* Exercise details
Copy the records below word for word, from their first line down to and including the line that contains "point(233, 118)".

---- Data provided

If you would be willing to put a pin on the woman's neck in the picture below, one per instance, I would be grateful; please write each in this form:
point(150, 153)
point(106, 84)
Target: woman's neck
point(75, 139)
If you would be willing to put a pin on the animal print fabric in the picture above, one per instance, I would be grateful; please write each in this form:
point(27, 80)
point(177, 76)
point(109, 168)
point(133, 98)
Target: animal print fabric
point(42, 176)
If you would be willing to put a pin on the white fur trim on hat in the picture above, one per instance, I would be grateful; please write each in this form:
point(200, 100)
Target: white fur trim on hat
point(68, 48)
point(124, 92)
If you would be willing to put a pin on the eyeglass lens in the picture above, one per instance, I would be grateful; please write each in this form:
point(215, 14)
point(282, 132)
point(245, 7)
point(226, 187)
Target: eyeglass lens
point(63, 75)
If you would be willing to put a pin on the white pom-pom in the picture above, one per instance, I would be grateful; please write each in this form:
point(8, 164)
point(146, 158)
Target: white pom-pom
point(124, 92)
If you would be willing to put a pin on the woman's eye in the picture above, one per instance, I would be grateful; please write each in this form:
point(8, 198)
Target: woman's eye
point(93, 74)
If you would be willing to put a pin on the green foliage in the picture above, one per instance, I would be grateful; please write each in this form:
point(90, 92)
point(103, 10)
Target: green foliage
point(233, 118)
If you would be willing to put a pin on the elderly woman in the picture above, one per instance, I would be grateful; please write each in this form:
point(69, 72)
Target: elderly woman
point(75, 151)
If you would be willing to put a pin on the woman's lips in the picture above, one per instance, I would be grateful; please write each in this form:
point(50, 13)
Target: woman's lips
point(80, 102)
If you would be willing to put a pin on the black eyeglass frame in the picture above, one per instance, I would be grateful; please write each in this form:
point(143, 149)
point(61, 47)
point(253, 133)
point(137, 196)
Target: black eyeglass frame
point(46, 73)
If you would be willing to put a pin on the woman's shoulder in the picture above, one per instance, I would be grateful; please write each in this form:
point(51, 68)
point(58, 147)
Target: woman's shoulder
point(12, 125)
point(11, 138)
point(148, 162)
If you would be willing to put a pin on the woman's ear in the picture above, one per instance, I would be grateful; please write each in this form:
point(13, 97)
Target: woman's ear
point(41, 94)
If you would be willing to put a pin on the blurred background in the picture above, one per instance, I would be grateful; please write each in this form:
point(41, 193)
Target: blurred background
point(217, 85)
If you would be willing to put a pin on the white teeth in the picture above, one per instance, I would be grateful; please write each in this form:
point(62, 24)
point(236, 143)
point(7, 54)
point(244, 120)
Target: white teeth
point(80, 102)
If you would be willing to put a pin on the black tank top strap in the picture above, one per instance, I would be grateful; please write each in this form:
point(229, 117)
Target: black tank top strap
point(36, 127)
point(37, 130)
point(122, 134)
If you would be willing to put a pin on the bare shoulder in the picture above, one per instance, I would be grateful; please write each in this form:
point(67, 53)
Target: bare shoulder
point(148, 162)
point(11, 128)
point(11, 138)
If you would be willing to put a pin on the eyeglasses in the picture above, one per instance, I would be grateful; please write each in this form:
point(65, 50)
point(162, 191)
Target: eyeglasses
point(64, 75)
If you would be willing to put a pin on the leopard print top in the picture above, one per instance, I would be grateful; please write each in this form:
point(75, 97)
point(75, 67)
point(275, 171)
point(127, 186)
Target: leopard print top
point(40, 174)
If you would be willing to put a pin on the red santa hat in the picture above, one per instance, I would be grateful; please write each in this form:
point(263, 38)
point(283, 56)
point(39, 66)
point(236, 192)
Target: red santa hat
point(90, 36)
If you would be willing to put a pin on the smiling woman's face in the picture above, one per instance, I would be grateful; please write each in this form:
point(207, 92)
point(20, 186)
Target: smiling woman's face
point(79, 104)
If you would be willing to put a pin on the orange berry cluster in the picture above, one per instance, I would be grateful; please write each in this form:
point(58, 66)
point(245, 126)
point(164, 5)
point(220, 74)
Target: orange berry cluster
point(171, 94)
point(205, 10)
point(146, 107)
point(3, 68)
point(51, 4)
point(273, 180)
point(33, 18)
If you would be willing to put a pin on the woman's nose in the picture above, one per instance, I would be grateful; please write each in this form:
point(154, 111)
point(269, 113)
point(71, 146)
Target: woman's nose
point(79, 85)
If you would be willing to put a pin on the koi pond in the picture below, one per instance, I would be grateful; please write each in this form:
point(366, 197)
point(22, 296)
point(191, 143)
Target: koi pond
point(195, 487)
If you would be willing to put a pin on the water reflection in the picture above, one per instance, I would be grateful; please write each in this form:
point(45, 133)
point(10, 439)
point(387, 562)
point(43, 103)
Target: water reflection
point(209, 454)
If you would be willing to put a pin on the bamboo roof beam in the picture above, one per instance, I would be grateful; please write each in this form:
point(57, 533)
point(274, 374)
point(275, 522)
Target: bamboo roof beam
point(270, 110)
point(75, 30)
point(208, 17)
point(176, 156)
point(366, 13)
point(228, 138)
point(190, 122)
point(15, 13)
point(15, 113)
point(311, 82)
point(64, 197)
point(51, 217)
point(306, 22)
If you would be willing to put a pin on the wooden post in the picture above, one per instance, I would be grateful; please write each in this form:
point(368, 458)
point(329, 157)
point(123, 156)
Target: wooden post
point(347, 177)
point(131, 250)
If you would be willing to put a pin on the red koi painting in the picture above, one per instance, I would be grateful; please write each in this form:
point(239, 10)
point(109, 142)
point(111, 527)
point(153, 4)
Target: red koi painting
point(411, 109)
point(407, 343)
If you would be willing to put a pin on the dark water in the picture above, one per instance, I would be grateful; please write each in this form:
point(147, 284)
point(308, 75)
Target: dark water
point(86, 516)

--------

* Task response
If you would be willing to put a pin on the woman's neck in the picture below, one per instance, I would be grateful; please write each in this form:
point(150, 153)
point(106, 84)
Target: woman's neck
point(75, 139)
If you would be willing to put a pin on the animal print fabric in the picture above, one per instance, I would be grateful; please write each in this form:
point(27, 80)
point(177, 76)
point(109, 168)
point(133, 98)
Target: animal print fabric
point(42, 176)
If you would be willing to put a pin on the white fur trim on hat in the picture above, one per instance, I would be grateful; please write each in this form:
point(200, 100)
Target: white fur trim on hat
point(68, 48)
point(124, 92)
If you would be willing to put a pin on the eyeglass lens in the picture above, one per instance, I would be grateful; please write each in this form:
point(215, 14)
point(282, 132)
point(245, 7)
point(226, 187)
Target: eyeglass lens
point(63, 75)
If you would be willing to put a pin on the white pom-pom in the picture above, one per instance, I would be grateful; please write each in this form:
point(8, 164)
point(146, 158)
Target: white pom-pom
point(124, 92)
If you would be willing to put a pin on the woman's eye in the picture above, one per instance, I would be grateful; please write each in this form:
point(8, 198)
Target: woman's eye
point(93, 74)
If you would be willing to put a pin on the green foliage in the picture above, one per instance, I would be grateful; please write each in this form:
point(90, 92)
point(103, 10)
Target: green foliage
point(233, 118)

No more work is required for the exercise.